• [What is expected] From the material below, pull out every line that contains the word "smiling" and copy each one unchanged.

• [Data lines]

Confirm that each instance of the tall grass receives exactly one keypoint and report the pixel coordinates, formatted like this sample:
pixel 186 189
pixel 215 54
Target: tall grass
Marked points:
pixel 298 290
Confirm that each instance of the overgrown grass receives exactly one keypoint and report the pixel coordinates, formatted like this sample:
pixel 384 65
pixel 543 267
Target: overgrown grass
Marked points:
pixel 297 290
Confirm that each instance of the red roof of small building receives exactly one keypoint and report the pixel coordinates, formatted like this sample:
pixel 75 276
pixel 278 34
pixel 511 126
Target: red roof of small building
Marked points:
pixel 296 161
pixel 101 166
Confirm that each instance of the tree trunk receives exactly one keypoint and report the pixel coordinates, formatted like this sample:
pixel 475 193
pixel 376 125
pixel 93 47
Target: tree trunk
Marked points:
---
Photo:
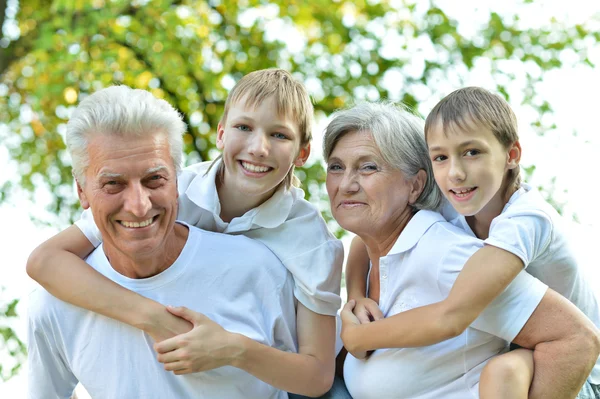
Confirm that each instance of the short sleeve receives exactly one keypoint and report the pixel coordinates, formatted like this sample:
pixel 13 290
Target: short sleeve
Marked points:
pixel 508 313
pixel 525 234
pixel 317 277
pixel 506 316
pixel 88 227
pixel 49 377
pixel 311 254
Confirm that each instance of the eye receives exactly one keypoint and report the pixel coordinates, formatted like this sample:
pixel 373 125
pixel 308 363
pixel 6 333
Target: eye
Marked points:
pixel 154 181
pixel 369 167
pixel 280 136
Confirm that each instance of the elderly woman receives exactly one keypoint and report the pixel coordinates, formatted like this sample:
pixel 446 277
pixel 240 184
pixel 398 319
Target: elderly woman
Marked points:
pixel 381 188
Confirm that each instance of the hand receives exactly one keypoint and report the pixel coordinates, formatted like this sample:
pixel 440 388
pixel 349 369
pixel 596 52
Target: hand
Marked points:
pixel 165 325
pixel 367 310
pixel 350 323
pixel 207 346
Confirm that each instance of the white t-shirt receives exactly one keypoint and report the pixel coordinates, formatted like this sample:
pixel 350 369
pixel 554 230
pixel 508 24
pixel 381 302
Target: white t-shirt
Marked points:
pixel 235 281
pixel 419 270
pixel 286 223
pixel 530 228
--
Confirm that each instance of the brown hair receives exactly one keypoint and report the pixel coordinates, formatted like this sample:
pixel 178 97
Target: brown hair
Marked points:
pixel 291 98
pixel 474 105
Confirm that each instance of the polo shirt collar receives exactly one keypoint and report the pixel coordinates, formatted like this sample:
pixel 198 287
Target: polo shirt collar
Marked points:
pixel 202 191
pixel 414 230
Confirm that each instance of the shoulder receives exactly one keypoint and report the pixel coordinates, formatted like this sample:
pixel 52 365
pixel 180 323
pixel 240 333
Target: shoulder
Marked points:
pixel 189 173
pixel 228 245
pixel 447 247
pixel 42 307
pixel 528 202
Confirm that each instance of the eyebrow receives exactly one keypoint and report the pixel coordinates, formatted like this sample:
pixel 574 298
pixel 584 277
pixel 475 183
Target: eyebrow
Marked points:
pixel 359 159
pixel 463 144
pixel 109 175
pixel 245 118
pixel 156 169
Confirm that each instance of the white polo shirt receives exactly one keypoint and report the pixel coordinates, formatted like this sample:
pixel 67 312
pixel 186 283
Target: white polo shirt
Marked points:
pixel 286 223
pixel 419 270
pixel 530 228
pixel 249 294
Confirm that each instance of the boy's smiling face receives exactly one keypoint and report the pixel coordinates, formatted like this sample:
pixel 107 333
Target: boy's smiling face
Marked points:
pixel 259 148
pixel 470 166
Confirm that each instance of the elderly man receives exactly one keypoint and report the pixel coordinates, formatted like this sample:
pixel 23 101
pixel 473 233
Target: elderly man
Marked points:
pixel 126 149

• [Written solution]
Confirm that each instance of the boy's smiling face receives exactly one keypoint and report the pixel coordinates, formatted like this sample:
Target: boy's smiling face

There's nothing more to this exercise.